Task instructions → Write out the entire listing below exactly as it appears, minus any pictures.

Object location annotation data
--------------------
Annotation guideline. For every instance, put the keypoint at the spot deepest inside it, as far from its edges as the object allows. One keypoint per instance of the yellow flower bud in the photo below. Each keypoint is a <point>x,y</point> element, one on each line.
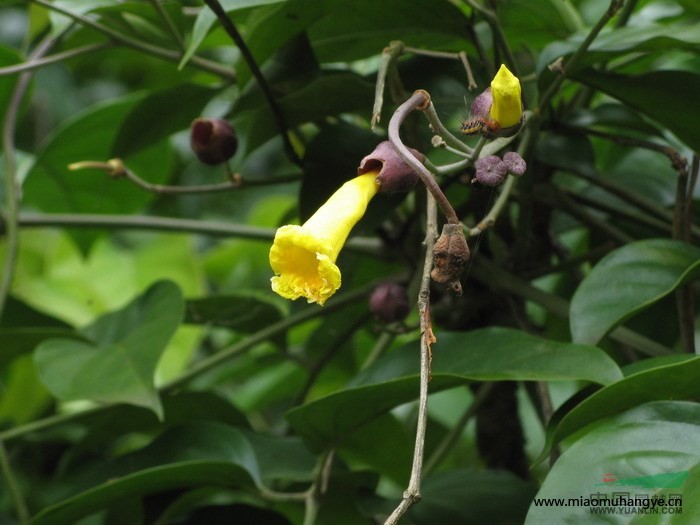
<point>507,107</point>
<point>303,257</point>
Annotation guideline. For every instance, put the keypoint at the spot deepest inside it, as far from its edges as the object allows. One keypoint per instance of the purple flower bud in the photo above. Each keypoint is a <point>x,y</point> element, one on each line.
<point>481,105</point>
<point>395,175</point>
<point>389,302</point>
<point>491,170</point>
<point>213,140</point>
<point>514,163</point>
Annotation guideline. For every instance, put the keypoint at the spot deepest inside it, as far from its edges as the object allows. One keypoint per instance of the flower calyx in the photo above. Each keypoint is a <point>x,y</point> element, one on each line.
<point>498,110</point>
<point>395,174</point>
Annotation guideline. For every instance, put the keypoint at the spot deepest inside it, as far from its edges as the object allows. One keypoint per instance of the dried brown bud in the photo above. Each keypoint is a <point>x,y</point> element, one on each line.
<point>490,170</point>
<point>213,140</point>
<point>389,302</point>
<point>514,163</point>
<point>450,255</point>
<point>395,174</point>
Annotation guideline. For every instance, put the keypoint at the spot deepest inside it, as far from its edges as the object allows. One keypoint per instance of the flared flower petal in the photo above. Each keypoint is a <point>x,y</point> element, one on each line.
<point>507,107</point>
<point>303,257</point>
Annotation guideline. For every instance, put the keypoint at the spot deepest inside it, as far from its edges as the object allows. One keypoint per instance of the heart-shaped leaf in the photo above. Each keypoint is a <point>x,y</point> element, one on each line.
<point>645,454</point>
<point>118,362</point>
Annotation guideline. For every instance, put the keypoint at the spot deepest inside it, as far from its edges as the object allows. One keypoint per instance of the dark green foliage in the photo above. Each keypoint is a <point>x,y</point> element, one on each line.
<point>149,375</point>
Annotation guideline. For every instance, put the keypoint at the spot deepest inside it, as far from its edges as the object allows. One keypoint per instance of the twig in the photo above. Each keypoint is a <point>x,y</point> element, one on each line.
<point>412,493</point>
<point>389,55</point>
<point>146,222</point>
<point>11,226</point>
<point>488,273</point>
<point>116,169</point>
<point>52,59</point>
<point>277,114</point>
<point>169,22</point>
<point>156,51</point>
<point>681,231</point>
<point>15,493</point>
<point>497,30</point>
<point>419,100</point>
<point>578,54</point>
<point>439,128</point>
<point>380,346</point>
<point>456,431</point>
<point>12,193</point>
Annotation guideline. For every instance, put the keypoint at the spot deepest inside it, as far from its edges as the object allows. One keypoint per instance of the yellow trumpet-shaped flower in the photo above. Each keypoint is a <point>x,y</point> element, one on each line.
<point>506,108</point>
<point>303,257</point>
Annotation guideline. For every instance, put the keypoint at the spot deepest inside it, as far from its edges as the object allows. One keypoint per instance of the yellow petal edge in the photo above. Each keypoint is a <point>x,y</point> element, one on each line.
<point>303,257</point>
<point>507,107</point>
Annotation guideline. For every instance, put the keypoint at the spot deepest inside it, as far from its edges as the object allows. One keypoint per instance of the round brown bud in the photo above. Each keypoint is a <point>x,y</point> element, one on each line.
<point>389,302</point>
<point>213,140</point>
<point>515,164</point>
<point>490,170</point>
<point>395,174</point>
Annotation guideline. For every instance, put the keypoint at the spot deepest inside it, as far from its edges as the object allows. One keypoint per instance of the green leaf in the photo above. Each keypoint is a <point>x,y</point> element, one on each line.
<point>246,312</point>
<point>8,57</point>
<point>187,456</point>
<point>665,96</point>
<point>89,136</point>
<point>490,354</point>
<point>155,118</point>
<point>620,41</point>
<point>672,381</point>
<point>206,19</point>
<point>118,363</point>
<point>467,496</point>
<point>627,281</point>
<point>649,451</point>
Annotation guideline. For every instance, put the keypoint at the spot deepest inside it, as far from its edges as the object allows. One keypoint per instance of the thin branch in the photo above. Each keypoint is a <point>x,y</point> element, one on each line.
<point>146,222</point>
<point>319,487</point>
<point>419,100</point>
<point>488,273</point>
<point>439,128</point>
<point>412,493</point>
<point>150,49</point>
<point>389,55</point>
<point>169,22</point>
<point>15,492</point>
<point>52,59</point>
<point>12,192</point>
<point>277,113</point>
<point>456,431</point>
<point>490,218</point>
<point>578,54</point>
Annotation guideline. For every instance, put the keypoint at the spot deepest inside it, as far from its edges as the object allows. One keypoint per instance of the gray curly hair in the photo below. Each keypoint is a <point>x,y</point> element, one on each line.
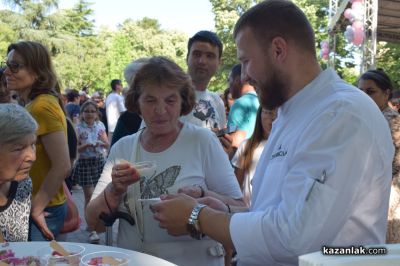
<point>132,68</point>
<point>15,123</point>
--------------------
Solution for this exercise →
Annotation guideline. For every instance, put the keypoint at the spot deepest inside it, as far from its edges as the object allows. One keypoint per instance of the yellow flower bud in the photo below. Each keypoint is a <point>x,y</point> element, one on each line.
<point>507,107</point>
<point>303,257</point>
Annotation guideline. For every instance, put the keypoint at the spot deepest inside it, as far from its edges as the object allows. One keypoint per instance of the purple flower bud in the photo above. Each keypoint is a <point>x,y</point> element, one on each line.
<point>481,105</point>
<point>395,175</point>
<point>389,302</point>
<point>491,170</point>
<point>213,140</point>
<point>514,163</point>
Annotation guideline. For every instance, put the keypoint at the spot deepest inside it, as far from its edges as the object allows. One keypoint per instance of the flower calyx in the photo above. Each keypoint is a <point>x,y</point> element, one on each line.
<point>498,110</point>
<point>395,174</point>
Annotation guideline. For every instance, put the keypoint at the spot deepest inside it, as far from its edges as the object allows. One keypoint per instance of the dried brown bud in the photo above. Each keypoint is a <point>x,y</point> element, one on each line.
<point>490,170</point>
<point>213,140</point>
<point>389,302</point>
<point>514,163</point>
<point>450,255</point>
<point>395,174</point>
Annotation guideline. For every instance, put the keypoint at the spot deepest inside it, as far from its edges as the object allows. One keypoint per instance of the flared flower petal in the photo above. Each keypoint is a <point>x,y</point> element, one on each line.
<point>507,107</point>
<point>303,257</point>
Annotation guideline. For every instance, put the keypoint at the spot deepest inside it, as far from its edges as the object allows. One keypoint per instance of the heart-shaped leaf in the photo above. Each keypoint is a <point>x,y</point> element, one on each line.
<point>645,454</point>
<point>118,362</point>
Annotation guideline. For every instance, put the keypoint at the spot deepest inside it, as far from its edges as the object allows. One keypoint per instance of the dark green foliage in the photo above. Each keypoint is a <point>x,y</point> element, one on each line.
<point>149,375</point>
Annotation guideline. For every instance, put the keypoint at the spot deepest inside it, as far from its edges as the object allows. One keypoint per instance of the twig in the photo above. Each keypoint is a <point>x,y</point> element, one on each line.
<point>412,493</point>
<point>389,55</point>
<point>146,222</point>
<point>11,226</point>
<point>488,273</point>
<point>116,169</point>
<point>52,59</point>
<point>277,114</point>
<point>169,22</point>
<point>156,51</point>
<point>681,231</point>
<point>15,493</point>
<point>497,30</point>
<point>419,100</point>
<point>578,54</point>
<point>439,128</point>
<point>380,346</point>
<point>456,431</point>
<point>12,193</point>
Annotation guideline. For every instance, put the keypoint at the spot deepest inside it, as far from its edges as the object allows. One keypoint per instance of the yellow trumpet-shaped flower in the photo above. Each keypoint is a <point>x,y</point> element, one on each line.
<point>506,108</point>
<point>303,257</point>
Annotation guideline. For every instance, put the keypoint at the spot deepest inside it, as far from its edges as the object allows. One keypoint per instance of the yellow petal edge in the photo above. Each keypoint is a <point>x,y</point> element, one on each line.
<point>303,257</point>
<point>507,107</point>
Annotation guideline. For every instance, put the keypoint at the spot deepest inside it, as far from its edges as the object allows. One keypoint per instance of the round brown bud in the photo above. Each keypoint is a <point>x,y</point> element, one on each line.
<point>389,302</point>
<point>213,140</point>
<point>515,164</point>
<point>490,170</point>
<point>395,174</point>
Annotation guideline. For every instance, put the keypoint at the spot deepest inside it, as far from its edges as the object allows. One keypoint per instance of the green leaf in the photo above. Each keypoint is a <point>x,y</point> element, one on each line.
<point>246,312</point>
<point>8,57</point>
<point>187,456</point>
<point>665,96</point>
<point>89,136</point>
<point>490,354</point>
<point>155,118</point>
<point>620,41</point>
<point>672,381</point>
<point>206,19</point>
<point>118,363</point>
<point>467,496</point>
<point>627,281</point>
<point>649,451</point>
Annotation guideline. For every instance, put the keypoint at the spot deepest inside it, as far from its edges as the object allows. One keypoint per instance of the thin branch in the photo above. Each keypoint is a <point>x,y</point> element, one on each line.
<point>146,222</point>
<point>319,487</point>
<point>419,100</point>
<point>488,273</point>
<point>439,128</point>
<point>412,493</point>
<point>150,49</point>
<point>389,55</point>
<point>169,22</point>
<point>15,492</point>
<point>52,59</point>
<point>12,192</point>
<point>277,113</point>
<point>456,431</point>
<point>490,218</point>
<point>578,54</point>
Annotation guideline. For every instance, put the keypoint at the spot deepest inside it, as far from its edges as the object allows. One keypoint per instance of the gray curly hair in the photo below. Each keypoint is a <point>x,y</point> element, one on each line.
<point>132,68</point>
<point>15,123</point>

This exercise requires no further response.